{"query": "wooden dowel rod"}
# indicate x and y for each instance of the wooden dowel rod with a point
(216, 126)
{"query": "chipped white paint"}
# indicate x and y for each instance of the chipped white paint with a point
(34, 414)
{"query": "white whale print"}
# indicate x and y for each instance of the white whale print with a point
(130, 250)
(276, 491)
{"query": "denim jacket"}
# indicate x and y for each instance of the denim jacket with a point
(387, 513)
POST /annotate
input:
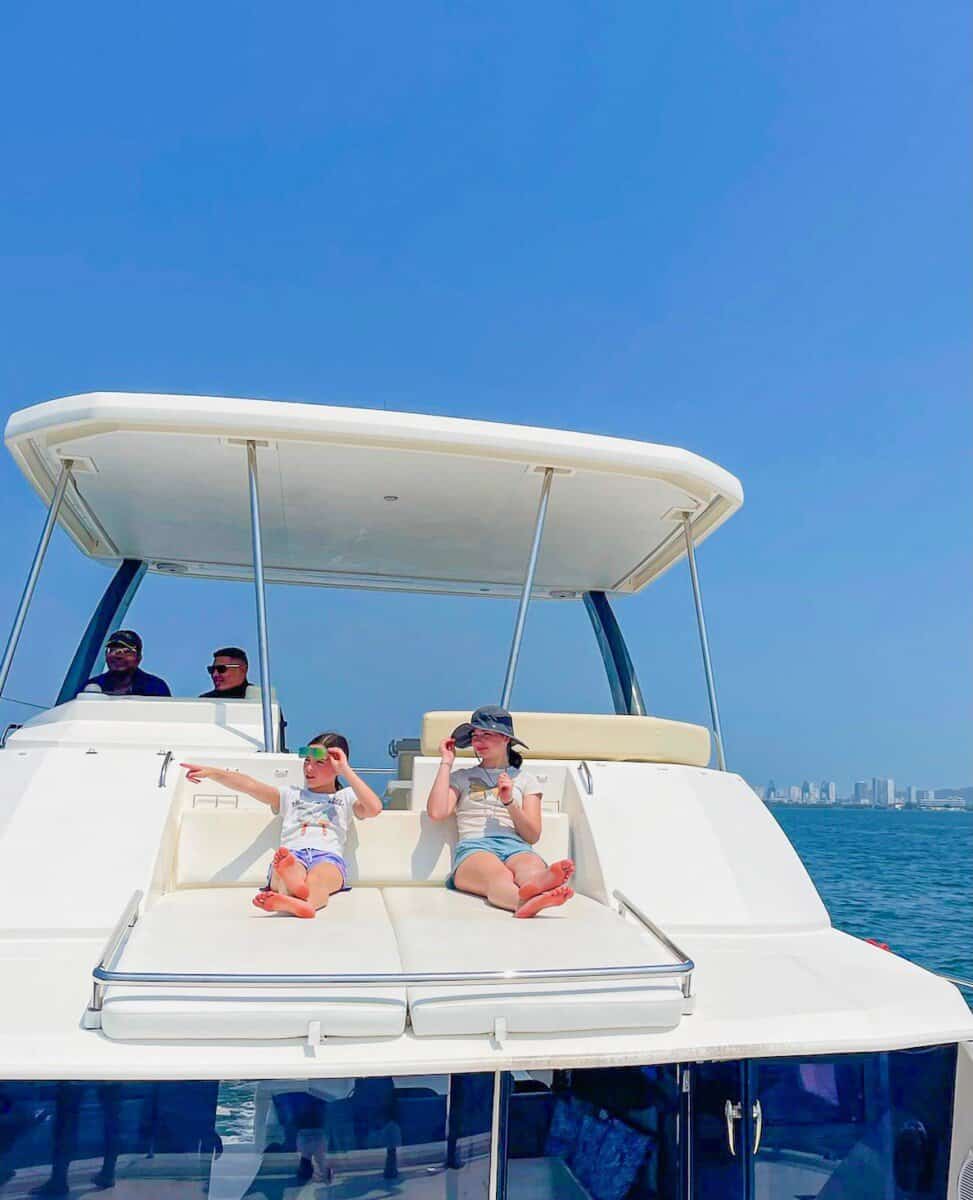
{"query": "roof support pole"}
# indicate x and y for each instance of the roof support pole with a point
(714, 708)
(528, 583)
(263, 643)
(107, 617)
(626, 694)
(64, 478)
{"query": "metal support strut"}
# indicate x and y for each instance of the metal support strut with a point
(714, 708)
(263, 645)
(64, 478)
(528, 583)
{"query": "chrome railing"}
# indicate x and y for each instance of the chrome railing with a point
(104, 975)
(685, 963)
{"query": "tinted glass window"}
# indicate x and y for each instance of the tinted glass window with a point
(594, 1134)
(359, 1137)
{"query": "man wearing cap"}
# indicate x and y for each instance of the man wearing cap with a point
(125, 677)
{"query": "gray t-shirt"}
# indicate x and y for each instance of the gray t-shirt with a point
(316, 820)
(480, 813)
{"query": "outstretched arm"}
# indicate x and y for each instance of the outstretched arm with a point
(236, 781)
(367, 803)
(442, 802)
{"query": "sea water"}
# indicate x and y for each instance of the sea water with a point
(904, 876)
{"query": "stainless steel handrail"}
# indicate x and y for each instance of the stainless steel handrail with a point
(685, 961)
(11, 729)
(102, 976)
(959, 983)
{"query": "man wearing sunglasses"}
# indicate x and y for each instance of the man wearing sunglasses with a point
(228, 672)
(125, 677)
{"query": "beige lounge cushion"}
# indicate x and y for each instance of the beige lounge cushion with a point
(442, 930)
(233, 847)
(589, 736)
(217, 930)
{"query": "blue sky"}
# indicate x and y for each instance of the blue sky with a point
(740, 228)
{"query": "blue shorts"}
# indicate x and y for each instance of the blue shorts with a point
(308, 858)
(503, 845)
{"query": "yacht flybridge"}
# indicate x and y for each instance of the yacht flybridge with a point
(690, 1025)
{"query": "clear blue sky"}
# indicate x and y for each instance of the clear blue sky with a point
(740, 228)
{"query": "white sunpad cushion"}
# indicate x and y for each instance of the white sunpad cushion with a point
(217, 930)
(444, 930)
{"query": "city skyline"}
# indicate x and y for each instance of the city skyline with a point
(880, 791)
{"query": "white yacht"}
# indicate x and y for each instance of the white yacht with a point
(689, 1026)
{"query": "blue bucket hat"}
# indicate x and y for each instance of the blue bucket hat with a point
(490, 718)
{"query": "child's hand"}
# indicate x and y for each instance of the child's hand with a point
(197, 773)
(338, 759)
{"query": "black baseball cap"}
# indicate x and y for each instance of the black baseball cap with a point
(490, 718)
(126, 637)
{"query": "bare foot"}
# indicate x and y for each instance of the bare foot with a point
(553, 877)
(272, 901)
(545, 900)
(292, 874)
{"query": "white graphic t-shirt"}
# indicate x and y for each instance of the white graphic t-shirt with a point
(316, 820)
(480, 813)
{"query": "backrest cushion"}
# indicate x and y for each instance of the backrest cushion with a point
(234, 847)
(596, 736)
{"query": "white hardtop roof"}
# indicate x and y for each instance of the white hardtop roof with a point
(367, 498)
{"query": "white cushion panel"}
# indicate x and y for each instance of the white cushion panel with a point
(230, 847)
(596, 736)
(234, 847)
(217, 930)
(442, 930)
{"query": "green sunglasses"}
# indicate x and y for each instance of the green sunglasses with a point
(317, 753)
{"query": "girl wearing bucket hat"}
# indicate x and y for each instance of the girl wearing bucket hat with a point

■ **The problem**: Look for the line that contains "# indicate x and y for each instance of the green" in the listing above. Set down that line and each line after it, ending with the last one.

■ **Your solution**:
# indicate x and y for each instance of the green sunglasses with a point
(317, 753)
{"query": "girl wearing bucket hat"}
# indicate x and y for each instance of the girl wearing bucket hat with a point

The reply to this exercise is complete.